## Written task 1
Copy the records word for word, from the line containing "of the desk." through the end of the records.

## Source document

--- BEGIN ---

John Barton
Yep, a newsletter
Yep, a newsletter

Good afternoon to those of your in the Hecate HQ timezone of ‘Australia/Melbourne’ and a good whatever to everyone else. Two weeks have passed so it’s time for another 15 links and a compulsory nautical fact - this time about an iceberg turned into an aircraft carrier during WW2.


Book Review: Designing Data-Intensive Applications
In depth chapter by chapter review of what looks like a really good book about databases. Getting a solid understanding of data storage fundamentals is a very worthwhile investment of your time so definitely check this one out.

Fast and flexible observability with canonical log lines
I really like this pragmatic approach to logging to get an easy on-ramp into observability. Even if you’re using other vendors to do this job it looks like a good backstop/backup option to keep in the mix.

Why Kubernetes will disappear
Solid strategy take on Kubernetes and where it will end up. Best quote: “Unless you have deep pockets and a dedicated platform team, time, budget and stakeholder patience will run out before meaningful value can be delivered.”

--- END ---

## Written task 2
Put this sentence from the newsletter into Spanish: "Two weeks have passed so it’s time for another 15 links and a compulsory nautical fact - this time about an iceberg turned into an aircraft carrier during WW2."

Stored items
--- BEGIN ---

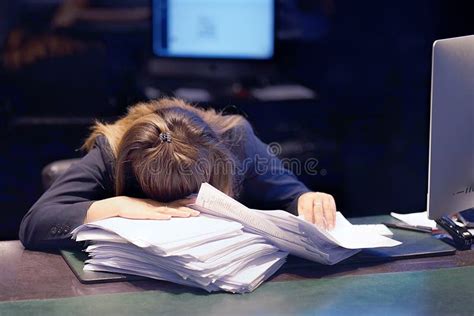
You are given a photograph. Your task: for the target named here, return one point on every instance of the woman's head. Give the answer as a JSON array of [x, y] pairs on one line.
[[166, 149]]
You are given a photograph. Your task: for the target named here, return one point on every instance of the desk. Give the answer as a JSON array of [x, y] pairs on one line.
[[43, 283]]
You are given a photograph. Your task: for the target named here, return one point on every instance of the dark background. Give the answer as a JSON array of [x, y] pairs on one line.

--- END ---

## Worked solution 1
You are given a photograph. Your task: for the target named here, return one point on every instance of the desk. Give the answer as a JSON array of [x, y] pairs on one line.
[[43, 283]]
You are given a photograph. Your task: for the target named here, return one point on every instance of the dark background. Give the answer as a JSON array of [x, y] pairs on one line.

## Worked solution 2
Han pasado dos semanas, así que es hora de otros 15 enlaces y de un dato náutico obligatorio: esta vez, sobre un iceberg convertido en portaaviones durante la Segunda Guerra Mundial.